Points D and S were marked on the patient's skin of both inguinal areas preoperatively ([Fig. 2]). The hand-held Doppler ultrasound (8-MHz probe) was performed to check the presence of the perforator on the marked points.

SCIP flaps were designed with the axis centered in a line from the inguinal crease to the anterior superior iliac spine (ASIS) as described by Goh et al.[20] An exploratory incision was performed in the inferior-lateral aspect and the flap was raised above the superficial fascia up to 1 to 2 cm from point D, where we deepened to look for the perforator on its origin. A vessels loop was placed once it was identified. Dissection continued above the superficial fascia up to point S, which we used as a reference for the raising plane of the flap to include the pedicle on it. The perforating sites of the medial branch of SCIA on the deep and superficial fascia were correlated with preoperative markings (points D and S).

The relation between the distance from points D to S (distance DS) and the body mass index (BMI) was studied. Before analysis, data were tested for normality using Kolmogorove–Smirnov test. Descriptive characteristics were presented as mean and range. The relation between distance DS and BMI was performed with the Pearson's correlation coefficient, using SPSS 25.0 (IBM Corp., Amornk, NY). Statistical significance was set at p < 0.05.

Results

In 40 consecutive patients, candidates for lower or upper extremity reconstruction, 80 inguinal areas were analyzed in CTAs. Thirty-two men and eight female were included. Mean body mass index (BMI) was 27.2 kg/m² (range: 20–35 kg/m²); normal BMI (<25 kg/m²) was presented in 29.7%, overweight (range: 25–30 kg/m²) in 37.8% and obesity (>30 kg/m²) in 32.5% of the cases. Forty-three SCIP free flaps were performed for upper and lower extremities reconstruction (three double SCIP flap cases).

The identification of points D and S in CTA was performed in all 80 inguinal areas and points were marked on the patient's skin preoperatively. Mean distance from midline (x-axis) to point D was 7.41 cm (range: 5.9—9.3 cm) and to point S was 9.11 cm (range: 6.9–13 cm). Mean distance from point D to point S (distance DS) was 1.7 cm (range: 0–4.7 cm). Distance DS tended to be greater when BMI was higher. Significant difference in distance DS was found between patients with BMI < 28 kg/m² and ≥ 28 kg/m² (p = 0.08; [Table 1]). The Pearson's correlation coefficient between distance DS and BMI was 0.265 with a p-value = 0.023. The hand-held Doppler was performed in all 160 markings (80 points D and 80 points S) and signals were detected in 100% of the cases ([Video 1] Identification of points D and S in CTA, markings and correlation with the hand-held Doppler).

Forty-three SCIP free flaps were raised above the superficial fascia and intraoperative identification of points D and S was performed. Preoperative markings and intraoperative finding coincided in all 86 points (43 points D and 43 points S; 100% of the cases; [Video 2], Preoperative marking of points D and S and correlation with intraoperative findings).

Discussion

SCIP flap planning using points D and S method based on CTA findings allows an effective and reliable approach even for novice surgeons. Ii is an efficient, fast, and low dependent on the operator technique that allows an adequate planning for performing the flap.

## YOUR OBJECTIVE
Write the next part of the article above on planning SCIP flaps with points D and S, picking up right after its final sentence.

[Data items]

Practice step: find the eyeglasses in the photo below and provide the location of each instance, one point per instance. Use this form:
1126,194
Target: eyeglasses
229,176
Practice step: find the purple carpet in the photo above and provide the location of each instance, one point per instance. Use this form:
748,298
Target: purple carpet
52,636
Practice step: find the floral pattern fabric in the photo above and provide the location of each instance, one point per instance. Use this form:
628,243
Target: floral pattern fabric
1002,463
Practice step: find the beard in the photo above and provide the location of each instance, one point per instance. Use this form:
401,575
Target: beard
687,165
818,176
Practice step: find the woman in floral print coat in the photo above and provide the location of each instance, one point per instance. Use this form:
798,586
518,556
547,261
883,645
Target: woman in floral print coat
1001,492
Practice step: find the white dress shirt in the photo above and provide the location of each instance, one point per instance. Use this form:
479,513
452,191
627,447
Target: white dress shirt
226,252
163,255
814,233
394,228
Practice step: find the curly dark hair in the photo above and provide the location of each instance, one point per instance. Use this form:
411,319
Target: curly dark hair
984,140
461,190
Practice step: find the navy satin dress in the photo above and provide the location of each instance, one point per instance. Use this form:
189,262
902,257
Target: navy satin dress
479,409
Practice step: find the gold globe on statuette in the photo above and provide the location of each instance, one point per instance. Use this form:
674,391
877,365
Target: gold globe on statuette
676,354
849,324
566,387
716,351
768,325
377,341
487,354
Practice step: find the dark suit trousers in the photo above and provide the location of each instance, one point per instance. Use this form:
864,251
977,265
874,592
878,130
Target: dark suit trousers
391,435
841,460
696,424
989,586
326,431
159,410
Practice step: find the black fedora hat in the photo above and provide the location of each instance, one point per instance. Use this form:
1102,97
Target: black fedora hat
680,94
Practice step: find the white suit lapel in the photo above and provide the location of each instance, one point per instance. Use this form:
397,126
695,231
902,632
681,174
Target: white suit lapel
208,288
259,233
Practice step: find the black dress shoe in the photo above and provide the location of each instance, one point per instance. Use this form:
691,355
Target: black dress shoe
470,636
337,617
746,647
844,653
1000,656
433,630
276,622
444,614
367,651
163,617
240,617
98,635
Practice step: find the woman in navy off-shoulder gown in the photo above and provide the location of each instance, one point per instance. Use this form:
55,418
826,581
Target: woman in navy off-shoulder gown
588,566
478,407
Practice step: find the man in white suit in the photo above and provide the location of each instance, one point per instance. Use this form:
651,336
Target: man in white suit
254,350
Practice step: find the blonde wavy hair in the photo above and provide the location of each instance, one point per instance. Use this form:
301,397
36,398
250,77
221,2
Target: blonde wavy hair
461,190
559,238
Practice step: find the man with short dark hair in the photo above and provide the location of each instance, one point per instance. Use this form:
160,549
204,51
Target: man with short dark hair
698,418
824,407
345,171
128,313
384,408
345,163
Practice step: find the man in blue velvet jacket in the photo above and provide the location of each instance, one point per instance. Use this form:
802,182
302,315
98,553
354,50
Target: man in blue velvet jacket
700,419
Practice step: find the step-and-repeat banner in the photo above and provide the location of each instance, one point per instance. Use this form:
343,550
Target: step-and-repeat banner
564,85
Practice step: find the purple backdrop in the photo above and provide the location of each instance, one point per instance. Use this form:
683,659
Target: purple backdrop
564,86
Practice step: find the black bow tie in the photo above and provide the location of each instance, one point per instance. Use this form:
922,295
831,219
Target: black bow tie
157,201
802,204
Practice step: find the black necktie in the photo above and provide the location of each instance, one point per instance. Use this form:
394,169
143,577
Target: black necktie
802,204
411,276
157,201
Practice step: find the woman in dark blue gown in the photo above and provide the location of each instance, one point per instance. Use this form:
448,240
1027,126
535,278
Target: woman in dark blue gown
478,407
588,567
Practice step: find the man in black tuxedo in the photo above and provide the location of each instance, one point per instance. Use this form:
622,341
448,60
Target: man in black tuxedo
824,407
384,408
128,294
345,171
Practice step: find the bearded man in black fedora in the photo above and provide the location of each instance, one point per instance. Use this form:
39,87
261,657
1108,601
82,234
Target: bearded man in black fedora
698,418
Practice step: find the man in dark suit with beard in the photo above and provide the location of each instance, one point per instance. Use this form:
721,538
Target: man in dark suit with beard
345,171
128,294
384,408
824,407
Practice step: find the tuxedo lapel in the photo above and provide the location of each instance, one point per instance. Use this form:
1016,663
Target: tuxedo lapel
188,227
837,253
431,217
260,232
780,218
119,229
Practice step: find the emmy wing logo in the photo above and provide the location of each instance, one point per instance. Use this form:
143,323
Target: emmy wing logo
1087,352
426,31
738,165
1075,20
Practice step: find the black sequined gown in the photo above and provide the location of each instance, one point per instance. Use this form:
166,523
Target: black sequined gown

## WRITTEN RESPONSE
Since the description by Koshima et al in 2004[3] and subsequent modifications,[13] [21] the use of the SCIP flap has expanded to different fields, mainly head and neck,[4] [5] [22] [23] and lower extremity reconstruction.[3] [12] [13] [20] [22] [24] It is raised on perforators from the superficial circumflex iliac artery, which in 83.5% originates from the femoral artery, the superficial femoral artery in 8.5%, the deep femoral artery in 7%, and infrequently in the lateral circumflex femoral artery (1%).[18] He et al[19] describe different relations of the SCIA with surrounding vessels, originating in a short or longer common trunk with the deep circumflex iliac artery, both separately from the femoral artery, or sharing a common trunk with the superficial inferior epigastric artery (SIEA). The SCIA has two perforators, one medial (superficial) and one lateral (deep).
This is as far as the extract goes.